**TRECHO FORNECIDO**.
════

Não é à toa que o processo criativo de Mrs. Dalloway foi explorado por Michael Cunningham em As Horas, livro que fora adaptado para o cinema e aclamou Nicole Kidman com o Oscar de Melhor Atriz. Interpretando Woolf, a atriz conseguiu imergir nas inquietações que sofria a caótica mente de Woolf e ilustrar a desintegração mental que a autora apenas demonstrava para o mundo por meio de sua escrita.
Virgínia Woolf, neste livro, combina questionamentos existencialistas, aventuras homoafetivas, ideais feministas e críticas aos tratamentos reservados àqueles que sofrem de doenças psicológicas. É uma obra genial que faz jus ao prestígio internacional que recebe e nos convida, na companhia de Clarissa Dalloway, a questionarmos as nossas escolhas. Clarissa, por fim, nos prestigia com uma segunda chance.
Letícia Camargos
Estagiária da Equipe de Consultoria do VLF Advogados
Mano a Mano (Podcast)
Rapper icônico do cenário nacional, Mano Brown se lançou de cabeça no mundo dos podcasts e não poderia ter dado mais certo.

════

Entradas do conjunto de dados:
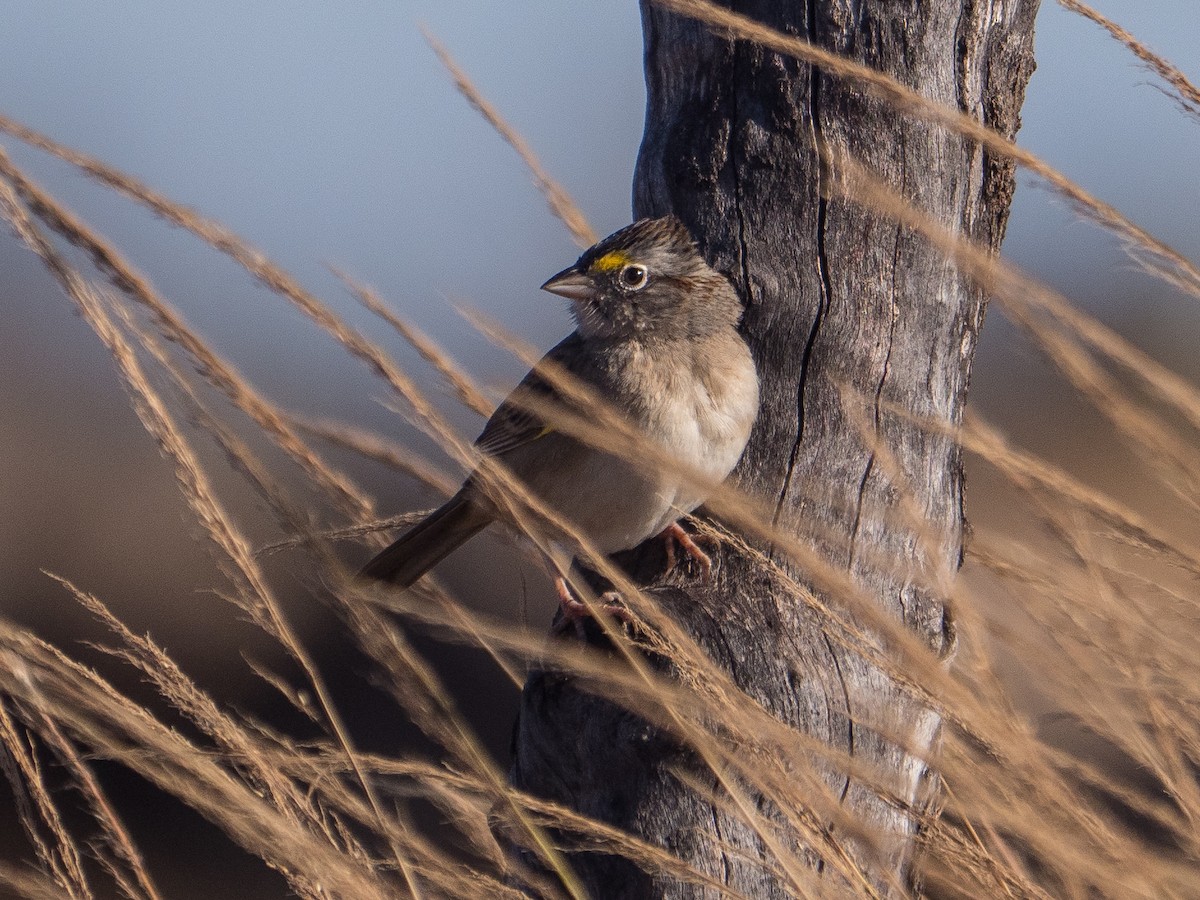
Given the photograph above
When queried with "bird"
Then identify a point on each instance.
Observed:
(657, 336)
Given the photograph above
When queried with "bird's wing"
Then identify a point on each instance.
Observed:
(514, 424)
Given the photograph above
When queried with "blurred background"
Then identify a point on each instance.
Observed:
(329, 135)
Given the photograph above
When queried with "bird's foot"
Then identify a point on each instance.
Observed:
(576, 612)
(675, 535)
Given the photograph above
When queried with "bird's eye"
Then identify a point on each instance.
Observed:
(634, 276)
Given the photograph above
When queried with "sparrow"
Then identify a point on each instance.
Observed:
(657, 339)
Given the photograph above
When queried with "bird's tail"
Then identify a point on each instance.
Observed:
(427, 543)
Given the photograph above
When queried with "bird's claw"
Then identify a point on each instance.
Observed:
(576, 612)
(675, 535)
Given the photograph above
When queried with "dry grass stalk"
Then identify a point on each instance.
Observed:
(1186, 93)
(561, 202)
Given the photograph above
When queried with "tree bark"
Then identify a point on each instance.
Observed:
(835, 298)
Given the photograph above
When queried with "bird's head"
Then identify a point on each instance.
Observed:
(647, 281)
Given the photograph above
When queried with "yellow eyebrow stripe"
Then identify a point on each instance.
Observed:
(611, 261)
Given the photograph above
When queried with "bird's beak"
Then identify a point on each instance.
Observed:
(573, 285)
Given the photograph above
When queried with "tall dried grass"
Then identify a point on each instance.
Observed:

════

**TAREFA A REALIZAR**. Escreva a continuação do trecho sobre Mrs. Dalloway e o podcast Mano a Mano, começando logo após a frase final sobre Mano Brown.

**RESPOSTA DA TAREFA**.
Brown tem se mostrado um excelente entrevistador e o podcast Mano a Mano, que foi lançado em agosto de 2021, figura entre os mais escutados da plataforma Spotify, chegando a milhões de ouvintes pelo país.
Qual seria o segredo do sucesso? Para mim, são dois ingredientes aparentemente paradoxais: a simplicidade e a sofisticação.
Brown consegue trazer o entrevistado para perto, verdadeiramente perto, num bate-papo informal, atraente e bem doméstico. O ritmo segue amistoso independente da crença, do partido e do time do futebol do entrevistado. Ainda assim, Brow mostra que sabe perguntar, embora sua principal característica seja a de saber ouvir!
A sofisticação fica por conta de como o rapper entrevistador vai desfilando suas perguntas de maneira afável, mas também inteligente e contundente, tanto que muitas vezes o entrevistado se contradiz em seus próprios argumentos, sem percebê-lo. É impressionante tratar-se de um novato nesta arte. A experiência da quebrada certamente deve ajudar muito.
Há uma variedade de temas e convidados e os episódios novos são postados às quintas-feiras.
Até o momento já foram entrevistados a rapper Karol Conká, o médico Dráuzio Varella, o ex-presidente Lula, os ex-jogadores Gilberto Sorriso, Juary e Pitta, o pastor Henrique Vieira, o vereador paulista Fernando Holiday, o técnico Luxemburgo, a cantora e deputada estadual Leci Brandão e o rapper Djonga.
É um podcast mais longo, todos os episódios têm mais de uma hora de duração, mas é uma coletânea de conteúdos interessantes, importantes e de muitas revelações.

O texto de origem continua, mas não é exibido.